→ Exercise task:
Please quote the entries below word for word, starting with the first line and going on through the line with "[322,99,385,146]", both included. Leave the pictures out of your answer.

Saved data
○ ○ ○ ○
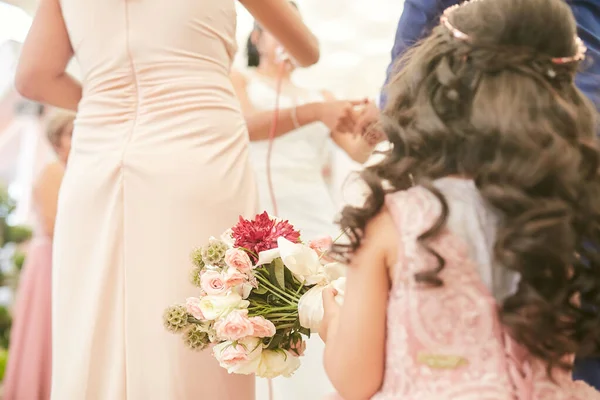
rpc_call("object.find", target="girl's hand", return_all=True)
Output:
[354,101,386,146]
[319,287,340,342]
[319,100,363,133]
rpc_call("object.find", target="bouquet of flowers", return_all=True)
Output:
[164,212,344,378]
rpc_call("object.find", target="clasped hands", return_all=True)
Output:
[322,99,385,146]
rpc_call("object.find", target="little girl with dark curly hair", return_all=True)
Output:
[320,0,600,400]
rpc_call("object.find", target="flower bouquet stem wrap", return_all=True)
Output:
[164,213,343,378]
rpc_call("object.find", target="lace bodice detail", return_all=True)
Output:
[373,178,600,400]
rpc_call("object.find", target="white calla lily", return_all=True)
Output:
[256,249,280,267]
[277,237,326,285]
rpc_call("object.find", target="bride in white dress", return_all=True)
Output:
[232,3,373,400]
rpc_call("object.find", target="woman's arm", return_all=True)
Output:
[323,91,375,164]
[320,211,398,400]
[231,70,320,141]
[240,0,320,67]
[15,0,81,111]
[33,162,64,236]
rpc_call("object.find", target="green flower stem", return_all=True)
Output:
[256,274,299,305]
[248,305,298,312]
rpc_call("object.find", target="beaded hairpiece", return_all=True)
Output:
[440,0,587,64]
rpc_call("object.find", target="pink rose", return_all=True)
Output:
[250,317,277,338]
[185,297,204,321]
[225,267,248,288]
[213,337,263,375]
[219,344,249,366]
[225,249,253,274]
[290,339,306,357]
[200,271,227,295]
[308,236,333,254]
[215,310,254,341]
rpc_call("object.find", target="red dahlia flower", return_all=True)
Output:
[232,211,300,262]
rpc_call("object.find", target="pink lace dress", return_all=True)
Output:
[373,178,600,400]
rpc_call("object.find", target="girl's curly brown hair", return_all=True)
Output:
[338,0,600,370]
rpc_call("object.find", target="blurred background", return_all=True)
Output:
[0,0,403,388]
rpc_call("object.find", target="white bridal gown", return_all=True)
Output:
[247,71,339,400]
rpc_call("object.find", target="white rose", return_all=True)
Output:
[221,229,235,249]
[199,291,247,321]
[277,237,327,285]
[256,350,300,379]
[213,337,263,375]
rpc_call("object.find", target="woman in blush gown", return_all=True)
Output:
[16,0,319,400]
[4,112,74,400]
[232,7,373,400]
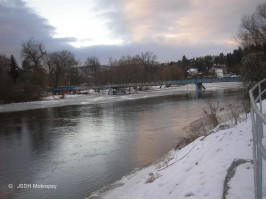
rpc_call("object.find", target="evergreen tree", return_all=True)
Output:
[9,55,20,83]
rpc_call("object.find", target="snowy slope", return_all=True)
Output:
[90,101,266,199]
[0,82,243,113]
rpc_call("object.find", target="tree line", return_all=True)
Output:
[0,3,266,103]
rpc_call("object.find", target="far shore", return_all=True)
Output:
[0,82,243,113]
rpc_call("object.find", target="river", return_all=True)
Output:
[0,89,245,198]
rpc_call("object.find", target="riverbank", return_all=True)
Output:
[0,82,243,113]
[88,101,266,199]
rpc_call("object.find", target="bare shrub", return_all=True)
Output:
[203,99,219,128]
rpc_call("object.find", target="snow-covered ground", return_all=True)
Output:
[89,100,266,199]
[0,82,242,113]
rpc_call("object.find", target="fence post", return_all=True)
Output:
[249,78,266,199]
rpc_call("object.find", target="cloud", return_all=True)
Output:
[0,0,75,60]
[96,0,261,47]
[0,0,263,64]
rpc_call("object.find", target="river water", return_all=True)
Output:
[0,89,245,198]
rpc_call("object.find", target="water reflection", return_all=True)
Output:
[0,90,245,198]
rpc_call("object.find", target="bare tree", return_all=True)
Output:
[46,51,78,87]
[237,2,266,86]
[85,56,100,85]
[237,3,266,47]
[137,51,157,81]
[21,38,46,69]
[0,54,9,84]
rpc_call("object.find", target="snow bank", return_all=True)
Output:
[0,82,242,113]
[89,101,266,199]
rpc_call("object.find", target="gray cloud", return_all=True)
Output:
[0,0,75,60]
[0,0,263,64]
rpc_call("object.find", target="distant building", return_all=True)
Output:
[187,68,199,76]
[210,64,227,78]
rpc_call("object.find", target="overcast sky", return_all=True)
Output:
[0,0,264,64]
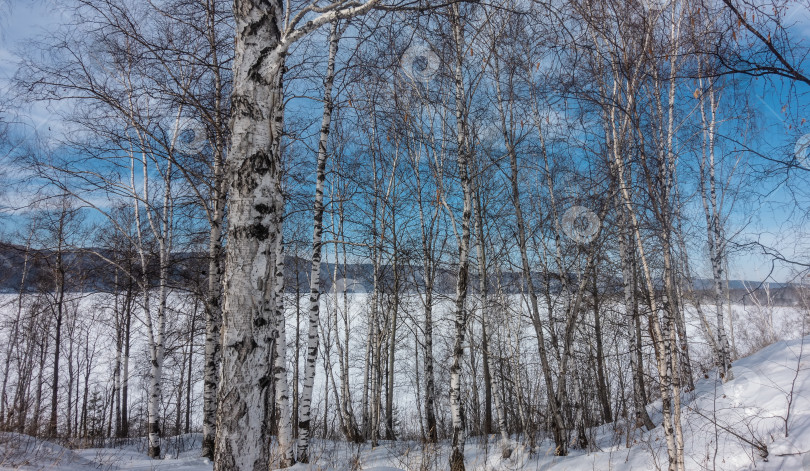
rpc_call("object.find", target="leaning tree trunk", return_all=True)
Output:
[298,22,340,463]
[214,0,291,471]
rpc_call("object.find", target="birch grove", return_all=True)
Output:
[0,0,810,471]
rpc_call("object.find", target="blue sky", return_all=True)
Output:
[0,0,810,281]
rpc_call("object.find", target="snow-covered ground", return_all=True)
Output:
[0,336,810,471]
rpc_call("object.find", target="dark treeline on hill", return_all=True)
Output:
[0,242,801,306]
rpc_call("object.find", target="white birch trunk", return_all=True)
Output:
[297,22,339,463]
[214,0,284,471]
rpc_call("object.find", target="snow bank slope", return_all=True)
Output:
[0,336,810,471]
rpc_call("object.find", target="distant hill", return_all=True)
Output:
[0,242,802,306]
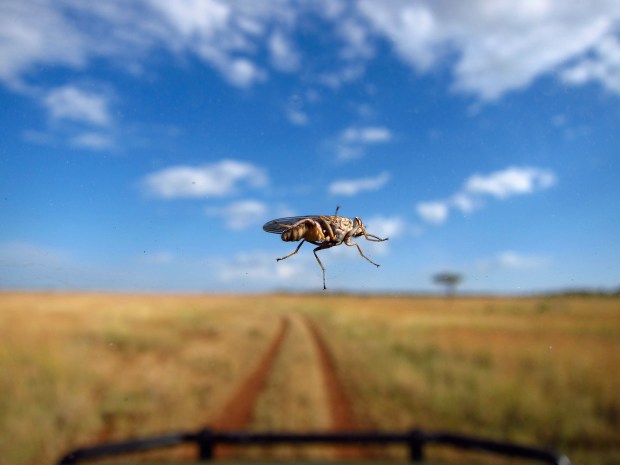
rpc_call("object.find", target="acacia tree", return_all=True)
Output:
○ ○ ○ ○
→ Solved problem:
rpc_call("object.find", target="girl's hand", return_all=True)
Output:
[354,101,386,146]
[319,287,340,342]
[319,100,363,133]
rpc_call("object.find", target="bouquet of flowers", return_all=True)
Output:
[164,212,344,378]
rpc_call("object.find", target="clasped hands", return_all=True)
Output:
[322,99,385,146]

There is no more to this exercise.